> **Objectives**:
1. Please reproduce the part of the Bach cantata thread starting with "But, so far, imho, the" and going on through "a new release.".
2. For each statement, answer yes or no according to the Bach cantata thread, and quote the words that decide it: (a) The Leusink recordings are played on period instruments. (b) BIS issued the boxes of Suzuki's integral as regular, unlimited releases. (c) Rilling recorded the secular cantatas as well.

# Start of Passage to read

Ask our fellow member Bourdon, he's good in this Bach cantata's


----------



## premont

Rogerx said:


> Ask our fellow member Bourdon, he's good in this Bach cantata's


And Marc as well.


----------



## Marc

premont said:


> And Marc as well.


Lol. Thanks for that.
But, so far, imho, the knowledgeable things have already been said.
It's not easy to grab the entire cantata package at a low c.q. budget price. BIS made a few boxes of Suzuki's integral, but those boxes were only issued as limited editions.

In general, Leusink and Rilling are probably the nicest priced integrals (Rilling also did the secular cantatas), but, as mentioned earlier, they are not the most attractive performances/recordings. Of these two, Leusink is more historically informed (and the playing is on period instruments), but Rilling has got better singers, albeit some of them too 'operatic' sounding maybe.

Another pity (a bit off-topic though): it seems that the Bach project of Eric Milnes (Montréal Baroque, OVPP) has slowed down. Already 2 years without a new release.

# End of Passage to read
# Start of Raw data

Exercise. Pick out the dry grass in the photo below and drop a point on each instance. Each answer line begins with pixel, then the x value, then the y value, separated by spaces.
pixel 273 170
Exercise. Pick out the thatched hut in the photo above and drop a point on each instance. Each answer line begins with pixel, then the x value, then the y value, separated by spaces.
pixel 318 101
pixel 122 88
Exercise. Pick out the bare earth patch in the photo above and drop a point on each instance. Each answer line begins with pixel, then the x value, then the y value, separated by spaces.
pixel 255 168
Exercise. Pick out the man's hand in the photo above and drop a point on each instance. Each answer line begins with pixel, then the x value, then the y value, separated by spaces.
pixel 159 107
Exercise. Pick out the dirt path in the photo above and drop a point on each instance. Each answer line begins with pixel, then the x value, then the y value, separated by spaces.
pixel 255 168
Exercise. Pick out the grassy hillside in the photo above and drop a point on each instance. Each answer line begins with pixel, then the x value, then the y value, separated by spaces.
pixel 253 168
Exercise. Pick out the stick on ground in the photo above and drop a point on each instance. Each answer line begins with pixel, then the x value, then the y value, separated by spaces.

# End of Raw data

> **Solutions to the problems**:
1.
But, so far, imho, the knowledgeable things have already been said.
It's not easy to grab the entire cantata package at a low c.q. budget price. BIS made a few boxes of Suzuki's integral, but those boxes were only issued as limited editions.

In general, Leusink and Rilling are probably the nicest priced integrals (Rilling also did the secular cantatas), but, as mentioned earlier, they are not the most attractive performances/recordings. Of these two, Leusink is more historically informed (and the playing is on period instruments), but Rilling has got better singers, albeit some of them too 'operatic' sounding maybe.

Another pity (a bit off-topic though): it seems that the Bach project of Eric Milnes (Montréal Baroque, OVPP) has slowed down. Already 2 years without a new release.

2.
(a) Yes: "the playing is on period instruments"
(b) No: "those boxes were only issued as limited editions"
(c) Yes: "Rilling also did the secular cantatas"